DOCUMENT EXTRACT -
::::::::

Panel A displays Pearson correlation coefficients between self-assessments (blue bars) and others’ assessments (red bars) with VRDC performance. Significant positive correlations between others’ assessments and VRDC were observed for Managing People and Tasks (r = 0.40, p < .01), Goal Orientation (r = 0.29, p < .05), and Change Management (r = 0.37, p < .01). Self-assessments showed negative correlation with VRDC for Managing People and Tasks (r = −0.29, p < .05) and positive correlation for Cooperation and Social Skills (r = 0.33, p < .05). Panel B presents inter-rater reliability using intraclass correlation coefficients, showing that VRDC assessments consistently exceeded the acceptable threshold of 0.70 for ICC(2) across all competencies, while others’ assessments showed lower reliability for Decision Making (ICC(1) = 0.17, ICC(2) = 0.38). Panel C illustrates within-group agreement (rwg) values, with all competencies exceeding the 0.70 cutoff for both assessment methods, indicating acceptable rater agreement. * p < .05, ** p < .01.

https://doi.org/10.1371/journal.pone.0339872.g001

As shown in Fig 1A, the pattern of correlations varied substantially across competencies, with others’ assessments showing stronger alignment with VRDC than self-assessments for most competencies. The reliability indices (Fig 1B and 1C) demonstrate that VRDC maintained consistently high inter-rater reliability across all competencies, whereas 270-degree assessments showed more variability, particularly for Decision Making.

::::::::

EXCERPTED RECORDS -
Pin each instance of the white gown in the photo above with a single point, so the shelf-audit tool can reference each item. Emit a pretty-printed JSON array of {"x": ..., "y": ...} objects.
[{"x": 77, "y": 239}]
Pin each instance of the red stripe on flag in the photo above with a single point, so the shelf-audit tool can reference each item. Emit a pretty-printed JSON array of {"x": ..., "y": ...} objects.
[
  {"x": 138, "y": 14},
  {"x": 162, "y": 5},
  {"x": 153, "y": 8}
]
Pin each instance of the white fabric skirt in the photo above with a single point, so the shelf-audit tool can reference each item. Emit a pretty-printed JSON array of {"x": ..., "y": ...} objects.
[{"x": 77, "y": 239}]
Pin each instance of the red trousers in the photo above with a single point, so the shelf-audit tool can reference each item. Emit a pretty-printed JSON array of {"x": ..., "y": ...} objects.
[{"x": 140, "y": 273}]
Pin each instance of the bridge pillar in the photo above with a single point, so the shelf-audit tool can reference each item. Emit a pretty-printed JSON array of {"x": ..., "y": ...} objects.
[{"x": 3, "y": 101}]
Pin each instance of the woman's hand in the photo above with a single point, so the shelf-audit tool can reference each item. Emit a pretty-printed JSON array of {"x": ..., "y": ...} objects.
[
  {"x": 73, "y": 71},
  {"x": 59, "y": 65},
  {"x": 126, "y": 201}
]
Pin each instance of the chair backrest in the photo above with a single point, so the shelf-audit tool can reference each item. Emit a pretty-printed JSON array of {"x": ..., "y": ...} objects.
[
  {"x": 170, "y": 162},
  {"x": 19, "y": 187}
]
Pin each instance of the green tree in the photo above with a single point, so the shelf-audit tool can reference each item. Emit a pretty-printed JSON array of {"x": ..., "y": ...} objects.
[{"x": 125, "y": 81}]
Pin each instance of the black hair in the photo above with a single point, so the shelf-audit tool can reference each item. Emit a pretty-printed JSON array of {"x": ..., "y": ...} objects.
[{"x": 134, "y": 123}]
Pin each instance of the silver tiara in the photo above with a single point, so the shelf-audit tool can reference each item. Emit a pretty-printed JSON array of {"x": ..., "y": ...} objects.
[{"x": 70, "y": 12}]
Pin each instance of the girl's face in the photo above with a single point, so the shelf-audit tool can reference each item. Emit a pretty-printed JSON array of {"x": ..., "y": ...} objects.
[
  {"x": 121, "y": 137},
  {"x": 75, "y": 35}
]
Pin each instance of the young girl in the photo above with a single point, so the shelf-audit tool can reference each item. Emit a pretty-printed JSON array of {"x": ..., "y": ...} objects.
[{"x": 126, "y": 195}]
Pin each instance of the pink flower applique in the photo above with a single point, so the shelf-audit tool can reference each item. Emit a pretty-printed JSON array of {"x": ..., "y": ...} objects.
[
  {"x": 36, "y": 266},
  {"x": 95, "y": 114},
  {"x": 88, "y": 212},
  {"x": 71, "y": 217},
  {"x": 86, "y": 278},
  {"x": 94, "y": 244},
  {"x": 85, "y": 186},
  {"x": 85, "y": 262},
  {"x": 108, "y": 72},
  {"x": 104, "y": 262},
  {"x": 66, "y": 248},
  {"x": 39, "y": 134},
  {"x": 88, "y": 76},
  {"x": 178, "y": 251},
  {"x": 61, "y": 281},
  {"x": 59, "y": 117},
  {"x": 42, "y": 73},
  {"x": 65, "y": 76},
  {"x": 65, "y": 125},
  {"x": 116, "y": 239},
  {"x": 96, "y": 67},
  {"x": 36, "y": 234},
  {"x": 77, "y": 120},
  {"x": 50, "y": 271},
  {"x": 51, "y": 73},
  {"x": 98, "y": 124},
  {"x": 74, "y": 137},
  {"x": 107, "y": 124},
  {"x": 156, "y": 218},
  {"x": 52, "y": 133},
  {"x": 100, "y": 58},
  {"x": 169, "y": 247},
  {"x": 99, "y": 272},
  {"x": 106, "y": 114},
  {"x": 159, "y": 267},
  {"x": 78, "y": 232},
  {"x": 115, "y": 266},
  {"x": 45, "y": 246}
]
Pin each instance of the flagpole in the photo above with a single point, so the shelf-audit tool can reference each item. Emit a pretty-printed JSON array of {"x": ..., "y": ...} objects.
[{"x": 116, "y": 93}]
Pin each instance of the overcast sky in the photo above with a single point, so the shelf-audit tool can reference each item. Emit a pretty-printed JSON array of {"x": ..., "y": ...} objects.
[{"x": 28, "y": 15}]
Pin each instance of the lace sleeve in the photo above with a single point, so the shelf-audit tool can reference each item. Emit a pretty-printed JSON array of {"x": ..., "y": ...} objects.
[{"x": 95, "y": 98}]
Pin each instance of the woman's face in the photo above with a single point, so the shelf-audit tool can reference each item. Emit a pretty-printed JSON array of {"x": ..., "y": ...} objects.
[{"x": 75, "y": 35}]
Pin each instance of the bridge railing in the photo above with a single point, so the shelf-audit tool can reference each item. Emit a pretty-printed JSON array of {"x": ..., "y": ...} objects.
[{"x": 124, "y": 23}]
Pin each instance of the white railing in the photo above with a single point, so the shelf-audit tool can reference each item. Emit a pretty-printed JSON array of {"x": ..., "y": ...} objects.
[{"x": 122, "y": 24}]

::::::::

TASK STATEMENT - Decide whether each statement agrees with the figure description. Answer yes or no, and quote the words of the figure description that decide it. 1. Others' assessments had a significant positive correlation with VRDC for Change Management. 2. Self-assessments had a positive correlation with VRDC for Managing People and Tasks. 3. In Panel C, some competencies fell below the 0.70 cutoff for within-group agreement.

WRITTEN RESPONSE -
1. Yes: "Significant positive correlations between others’ assessments and VRDC were observed for Managing People and Tasks (r = 0.40, p < .01), Goal Orientation (r = 0.29, p < .05), and Change Management (r = 0.37, p < .01)."
2. No: "Self-assessments showed negative correlation with VRDC for Managing People and Tasks (r = −0.29, p < .05)."
3. No: "with all competencies exceeding the 0.70 cutoff for both assessment methods."